■ TASK INPUT:
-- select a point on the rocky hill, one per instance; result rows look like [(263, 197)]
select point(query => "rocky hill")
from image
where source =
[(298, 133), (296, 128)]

■ YOUR TASK: Count the lines of the entries above in which the string "point" appears. Supply the number only.

■ EXPECTED OUTPUT: 2